Friday, May 20, 2005

Cloning and Judges

Wesley Smith reacts to the South Korean cloners.

The latest to change his tune is Woo Suk Hwang. When he manufactured the first human cloned embryos, he admitted that the "products" of cloning were embryos and indeed, that "this technique [therapeutic cloning] can not be separated from reproductive people cloning..."

That was then. Now, having manufactured more human cloned embryos, he apparently has received his talking points: "I can say this result is not an embryo but a 'nuclear transfer construct'."


Last night I saw on NBC News I saw Hwang try to say with a straight face that he was convinced he wasn't creating human beings. Nice try. I was, however, somewhat impressed by how NBC Nightly News covered this story. They didn't try to hide the truth like some news stories and even provided time for two people on opposing sides of this issue to discuss their views.

Blogicus informs me that the British scientists aren't too far behind in the dash to create cloned human beings.

Rich Lowry on the glass ceiling imposed on conservative female judges by liberal groups.

The logic of the Democratic position entails a kind of inverse Leninism — better is worse. The more attractive a nominee's personal story, the more imperative it is to oppose him or (especially) her. Democrats might have filibustered California Supreme Court Justice Janice Rogers Brown anyway, but her fate was surely and truly sealed by the fact that she is black, was raised by sharecroppers in segregationist Alabama, and worked her way through law school as a single mother after her first husband died. This background screams "attractive U.S. Supreme Court nominee." So for the left, Brown is "a dangerous black woman."

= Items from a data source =

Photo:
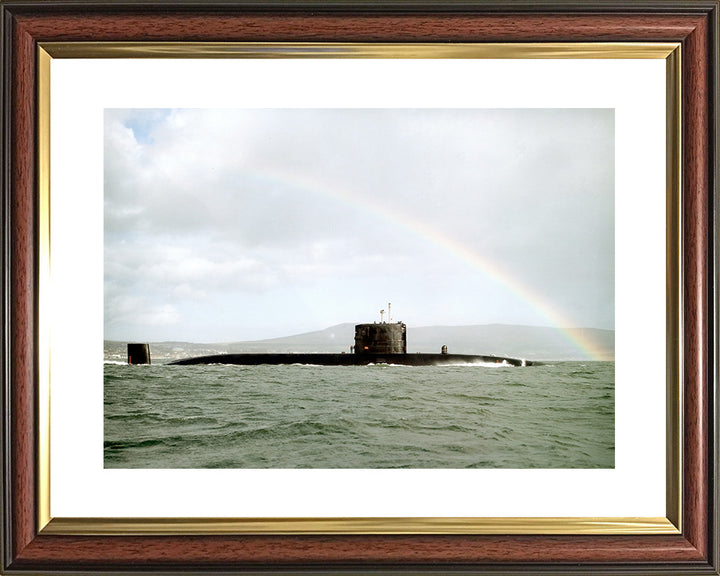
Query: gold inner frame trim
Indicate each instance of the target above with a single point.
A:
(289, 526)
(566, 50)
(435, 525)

---

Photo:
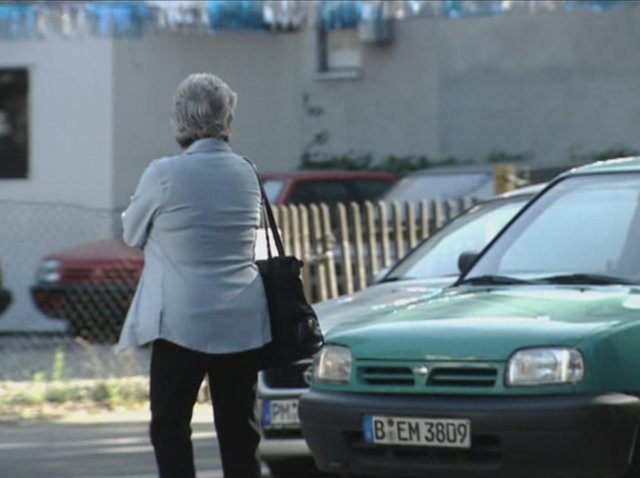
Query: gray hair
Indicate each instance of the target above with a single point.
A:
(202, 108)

= REQUIRED ACTION =
Translate this sentence from the blog post on cloning and judges into Spanish: "I was, however, somewhat impressed by how NBC Nightly News covered this story."

= WRITTEN RESPONSE =
Sin embargo, me impresionó un poco la manera en que NBC Nightly News cubrió esta noticia.